### Listed entries
+ + + + + + +

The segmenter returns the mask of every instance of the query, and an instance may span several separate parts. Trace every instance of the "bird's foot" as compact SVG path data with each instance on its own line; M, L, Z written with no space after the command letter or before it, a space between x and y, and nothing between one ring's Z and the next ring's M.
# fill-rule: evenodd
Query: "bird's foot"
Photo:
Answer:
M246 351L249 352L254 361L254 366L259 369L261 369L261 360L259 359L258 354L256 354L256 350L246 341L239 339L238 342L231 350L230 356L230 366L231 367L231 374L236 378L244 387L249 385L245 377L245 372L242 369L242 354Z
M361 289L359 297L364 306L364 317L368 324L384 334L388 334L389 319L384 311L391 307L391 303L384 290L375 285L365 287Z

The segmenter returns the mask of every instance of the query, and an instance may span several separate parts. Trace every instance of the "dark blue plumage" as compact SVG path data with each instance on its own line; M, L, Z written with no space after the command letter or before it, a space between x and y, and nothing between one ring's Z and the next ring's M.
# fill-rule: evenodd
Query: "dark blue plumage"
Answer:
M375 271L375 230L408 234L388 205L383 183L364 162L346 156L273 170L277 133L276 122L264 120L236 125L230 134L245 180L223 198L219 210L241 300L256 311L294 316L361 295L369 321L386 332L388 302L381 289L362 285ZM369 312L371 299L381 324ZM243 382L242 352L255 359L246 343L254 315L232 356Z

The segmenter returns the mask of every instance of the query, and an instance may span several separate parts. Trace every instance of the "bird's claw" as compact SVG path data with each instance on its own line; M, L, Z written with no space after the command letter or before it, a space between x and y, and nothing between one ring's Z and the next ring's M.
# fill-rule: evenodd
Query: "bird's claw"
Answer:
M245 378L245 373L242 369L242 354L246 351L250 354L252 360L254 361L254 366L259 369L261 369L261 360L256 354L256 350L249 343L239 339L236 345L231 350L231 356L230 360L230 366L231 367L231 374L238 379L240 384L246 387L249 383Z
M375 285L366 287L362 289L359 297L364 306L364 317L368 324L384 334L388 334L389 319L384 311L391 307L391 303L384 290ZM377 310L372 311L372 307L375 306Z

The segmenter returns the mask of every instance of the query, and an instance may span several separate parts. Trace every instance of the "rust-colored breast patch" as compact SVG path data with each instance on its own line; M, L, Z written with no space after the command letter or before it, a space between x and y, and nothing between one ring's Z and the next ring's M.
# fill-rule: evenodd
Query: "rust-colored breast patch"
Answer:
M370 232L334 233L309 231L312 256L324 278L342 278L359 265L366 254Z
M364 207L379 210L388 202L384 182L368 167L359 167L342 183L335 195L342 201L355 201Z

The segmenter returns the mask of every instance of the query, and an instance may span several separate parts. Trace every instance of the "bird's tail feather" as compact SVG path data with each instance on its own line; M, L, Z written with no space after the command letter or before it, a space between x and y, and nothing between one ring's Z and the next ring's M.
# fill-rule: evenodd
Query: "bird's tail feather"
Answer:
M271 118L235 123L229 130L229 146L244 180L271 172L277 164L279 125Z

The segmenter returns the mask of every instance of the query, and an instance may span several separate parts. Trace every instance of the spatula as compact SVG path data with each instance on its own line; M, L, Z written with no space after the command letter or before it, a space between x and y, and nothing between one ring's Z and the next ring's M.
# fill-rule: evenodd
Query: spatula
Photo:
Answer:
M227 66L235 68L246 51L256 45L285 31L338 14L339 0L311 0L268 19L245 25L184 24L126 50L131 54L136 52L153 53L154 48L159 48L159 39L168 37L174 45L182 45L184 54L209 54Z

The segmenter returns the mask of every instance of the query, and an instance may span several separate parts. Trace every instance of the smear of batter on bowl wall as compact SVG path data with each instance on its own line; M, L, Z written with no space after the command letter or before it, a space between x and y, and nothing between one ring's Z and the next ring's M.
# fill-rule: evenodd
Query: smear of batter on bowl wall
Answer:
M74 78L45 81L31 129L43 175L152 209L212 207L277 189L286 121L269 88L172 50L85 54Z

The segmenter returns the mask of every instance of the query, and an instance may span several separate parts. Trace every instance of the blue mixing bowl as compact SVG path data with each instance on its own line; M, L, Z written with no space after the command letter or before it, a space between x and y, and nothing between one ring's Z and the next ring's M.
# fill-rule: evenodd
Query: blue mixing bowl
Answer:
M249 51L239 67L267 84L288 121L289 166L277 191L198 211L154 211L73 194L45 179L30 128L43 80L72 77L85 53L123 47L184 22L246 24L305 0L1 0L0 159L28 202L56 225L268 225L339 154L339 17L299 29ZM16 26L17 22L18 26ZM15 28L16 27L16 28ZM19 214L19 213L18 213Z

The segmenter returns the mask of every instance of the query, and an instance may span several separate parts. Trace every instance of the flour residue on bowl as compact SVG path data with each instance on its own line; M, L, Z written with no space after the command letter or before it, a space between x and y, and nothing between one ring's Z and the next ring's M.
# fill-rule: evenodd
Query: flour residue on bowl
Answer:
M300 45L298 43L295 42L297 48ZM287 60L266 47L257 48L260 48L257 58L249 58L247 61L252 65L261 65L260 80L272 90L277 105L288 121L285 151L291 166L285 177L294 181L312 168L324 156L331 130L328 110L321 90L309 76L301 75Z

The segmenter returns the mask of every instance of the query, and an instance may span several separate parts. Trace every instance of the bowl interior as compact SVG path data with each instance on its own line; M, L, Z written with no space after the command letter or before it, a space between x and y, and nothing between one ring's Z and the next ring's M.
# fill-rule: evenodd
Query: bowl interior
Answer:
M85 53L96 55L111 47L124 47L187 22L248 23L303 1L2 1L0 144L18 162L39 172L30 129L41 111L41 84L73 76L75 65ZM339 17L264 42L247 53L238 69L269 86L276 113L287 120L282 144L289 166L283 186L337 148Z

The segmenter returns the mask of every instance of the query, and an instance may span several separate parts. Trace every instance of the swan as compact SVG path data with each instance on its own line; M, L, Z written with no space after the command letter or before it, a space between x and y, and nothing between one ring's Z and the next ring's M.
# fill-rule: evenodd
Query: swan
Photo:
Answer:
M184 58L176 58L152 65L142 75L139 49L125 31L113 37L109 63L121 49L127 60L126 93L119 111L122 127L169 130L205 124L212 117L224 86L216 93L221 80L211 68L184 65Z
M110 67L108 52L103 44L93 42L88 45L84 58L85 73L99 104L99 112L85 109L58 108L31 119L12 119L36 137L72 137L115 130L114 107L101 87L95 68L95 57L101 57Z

+ + + + + + +

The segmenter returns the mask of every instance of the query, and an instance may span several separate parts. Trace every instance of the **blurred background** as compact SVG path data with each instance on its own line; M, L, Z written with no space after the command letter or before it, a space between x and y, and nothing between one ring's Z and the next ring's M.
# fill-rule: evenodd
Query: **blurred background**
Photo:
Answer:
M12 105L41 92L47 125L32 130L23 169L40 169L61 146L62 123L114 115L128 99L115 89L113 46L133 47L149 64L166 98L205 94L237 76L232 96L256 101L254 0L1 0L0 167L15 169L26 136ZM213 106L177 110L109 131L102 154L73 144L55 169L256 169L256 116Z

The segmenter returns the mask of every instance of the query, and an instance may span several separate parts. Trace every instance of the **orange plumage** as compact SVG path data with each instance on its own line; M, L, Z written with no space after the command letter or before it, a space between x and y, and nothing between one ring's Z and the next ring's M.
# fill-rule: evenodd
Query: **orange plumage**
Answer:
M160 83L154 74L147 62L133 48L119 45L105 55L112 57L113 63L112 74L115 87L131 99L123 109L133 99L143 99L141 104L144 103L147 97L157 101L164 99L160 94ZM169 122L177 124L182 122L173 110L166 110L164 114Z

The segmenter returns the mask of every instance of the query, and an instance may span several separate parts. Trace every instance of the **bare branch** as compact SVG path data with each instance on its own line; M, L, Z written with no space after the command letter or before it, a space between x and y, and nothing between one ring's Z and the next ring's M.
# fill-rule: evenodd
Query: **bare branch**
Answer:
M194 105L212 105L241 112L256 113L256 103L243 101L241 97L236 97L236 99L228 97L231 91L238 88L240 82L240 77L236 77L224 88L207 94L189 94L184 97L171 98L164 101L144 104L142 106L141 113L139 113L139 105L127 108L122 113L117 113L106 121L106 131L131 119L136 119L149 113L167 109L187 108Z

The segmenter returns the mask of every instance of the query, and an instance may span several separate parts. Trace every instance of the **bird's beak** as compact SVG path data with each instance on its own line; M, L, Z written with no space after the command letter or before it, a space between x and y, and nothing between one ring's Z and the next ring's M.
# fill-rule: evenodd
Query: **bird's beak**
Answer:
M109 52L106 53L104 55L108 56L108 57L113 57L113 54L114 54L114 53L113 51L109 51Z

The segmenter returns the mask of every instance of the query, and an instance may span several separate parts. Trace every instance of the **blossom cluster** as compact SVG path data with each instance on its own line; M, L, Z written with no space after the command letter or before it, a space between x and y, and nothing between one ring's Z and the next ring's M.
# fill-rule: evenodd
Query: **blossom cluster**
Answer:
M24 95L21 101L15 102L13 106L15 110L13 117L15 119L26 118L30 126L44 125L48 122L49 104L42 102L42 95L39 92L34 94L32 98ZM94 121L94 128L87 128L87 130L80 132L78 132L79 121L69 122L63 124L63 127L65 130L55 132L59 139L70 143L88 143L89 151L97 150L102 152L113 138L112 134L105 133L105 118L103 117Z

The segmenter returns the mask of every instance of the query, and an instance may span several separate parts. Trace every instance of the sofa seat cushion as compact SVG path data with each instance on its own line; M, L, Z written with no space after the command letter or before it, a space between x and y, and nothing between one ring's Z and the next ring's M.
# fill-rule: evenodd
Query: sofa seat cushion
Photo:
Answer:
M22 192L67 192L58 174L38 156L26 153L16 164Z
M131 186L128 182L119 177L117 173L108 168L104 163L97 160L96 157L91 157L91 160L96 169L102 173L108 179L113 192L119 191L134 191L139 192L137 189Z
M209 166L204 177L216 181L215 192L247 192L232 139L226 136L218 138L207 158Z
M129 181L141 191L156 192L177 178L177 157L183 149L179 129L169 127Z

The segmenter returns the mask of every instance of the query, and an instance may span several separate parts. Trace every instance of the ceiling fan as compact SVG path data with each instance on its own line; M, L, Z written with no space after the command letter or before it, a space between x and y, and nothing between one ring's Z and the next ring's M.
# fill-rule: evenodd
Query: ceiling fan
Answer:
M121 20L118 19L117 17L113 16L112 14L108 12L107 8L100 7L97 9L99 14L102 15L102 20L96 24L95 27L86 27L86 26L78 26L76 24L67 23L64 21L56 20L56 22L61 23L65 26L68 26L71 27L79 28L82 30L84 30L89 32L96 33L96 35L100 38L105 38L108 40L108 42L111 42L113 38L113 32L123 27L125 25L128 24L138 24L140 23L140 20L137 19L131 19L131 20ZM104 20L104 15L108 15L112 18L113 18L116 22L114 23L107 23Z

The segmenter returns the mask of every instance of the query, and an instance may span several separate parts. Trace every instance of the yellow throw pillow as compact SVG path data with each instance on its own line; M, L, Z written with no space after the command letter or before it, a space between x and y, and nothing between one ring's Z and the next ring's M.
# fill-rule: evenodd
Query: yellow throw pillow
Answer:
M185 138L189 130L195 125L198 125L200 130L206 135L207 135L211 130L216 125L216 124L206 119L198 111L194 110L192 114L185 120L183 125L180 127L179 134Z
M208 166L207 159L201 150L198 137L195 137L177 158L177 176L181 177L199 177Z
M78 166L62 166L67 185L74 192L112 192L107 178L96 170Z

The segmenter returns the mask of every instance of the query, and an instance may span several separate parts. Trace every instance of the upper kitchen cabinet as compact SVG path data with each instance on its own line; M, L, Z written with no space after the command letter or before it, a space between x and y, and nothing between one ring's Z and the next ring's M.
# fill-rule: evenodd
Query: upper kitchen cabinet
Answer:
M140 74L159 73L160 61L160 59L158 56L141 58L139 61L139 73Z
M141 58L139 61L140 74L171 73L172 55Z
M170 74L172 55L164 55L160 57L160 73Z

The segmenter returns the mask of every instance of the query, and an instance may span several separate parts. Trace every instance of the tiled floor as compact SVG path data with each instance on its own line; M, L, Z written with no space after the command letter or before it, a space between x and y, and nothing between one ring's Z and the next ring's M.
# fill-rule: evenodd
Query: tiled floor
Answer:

+ + + + + + +

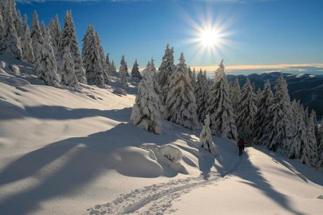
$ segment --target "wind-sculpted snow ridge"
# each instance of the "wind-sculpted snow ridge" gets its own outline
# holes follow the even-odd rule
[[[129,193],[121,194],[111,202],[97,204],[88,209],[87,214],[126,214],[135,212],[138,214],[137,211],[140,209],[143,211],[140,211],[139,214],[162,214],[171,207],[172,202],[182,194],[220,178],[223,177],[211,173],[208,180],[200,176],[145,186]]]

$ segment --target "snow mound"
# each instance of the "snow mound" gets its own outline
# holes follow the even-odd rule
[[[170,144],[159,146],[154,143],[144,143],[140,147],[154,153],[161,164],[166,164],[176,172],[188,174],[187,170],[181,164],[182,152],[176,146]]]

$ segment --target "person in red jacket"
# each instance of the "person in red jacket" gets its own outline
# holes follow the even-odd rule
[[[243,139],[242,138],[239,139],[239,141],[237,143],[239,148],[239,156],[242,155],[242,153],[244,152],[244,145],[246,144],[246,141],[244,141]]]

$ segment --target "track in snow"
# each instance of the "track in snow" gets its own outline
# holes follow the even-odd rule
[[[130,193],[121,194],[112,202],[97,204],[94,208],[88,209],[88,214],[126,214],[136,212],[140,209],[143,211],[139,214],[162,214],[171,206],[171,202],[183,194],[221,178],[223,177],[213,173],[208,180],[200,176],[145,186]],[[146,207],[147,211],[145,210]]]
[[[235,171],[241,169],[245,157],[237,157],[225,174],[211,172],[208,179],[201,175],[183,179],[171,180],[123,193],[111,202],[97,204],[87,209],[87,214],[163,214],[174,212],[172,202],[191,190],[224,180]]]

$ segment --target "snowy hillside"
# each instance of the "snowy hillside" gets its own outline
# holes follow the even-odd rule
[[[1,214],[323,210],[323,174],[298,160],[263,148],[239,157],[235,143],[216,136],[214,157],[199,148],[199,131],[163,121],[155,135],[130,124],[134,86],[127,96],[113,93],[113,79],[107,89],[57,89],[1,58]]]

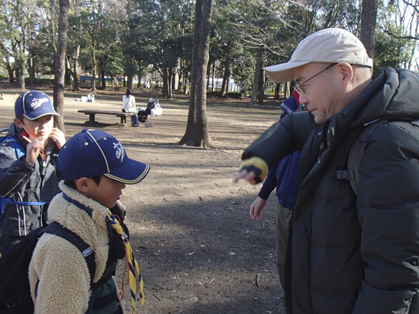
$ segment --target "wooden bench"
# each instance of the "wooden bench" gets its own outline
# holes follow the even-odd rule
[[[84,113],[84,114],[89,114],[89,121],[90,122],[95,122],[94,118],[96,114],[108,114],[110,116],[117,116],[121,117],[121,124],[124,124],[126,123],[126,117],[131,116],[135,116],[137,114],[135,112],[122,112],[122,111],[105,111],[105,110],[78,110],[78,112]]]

+ + + + + + +

### Required task
Tally the lines in the rows above that contain the string "patch", with case counting, and reply with only that number.

### Answer to the task
2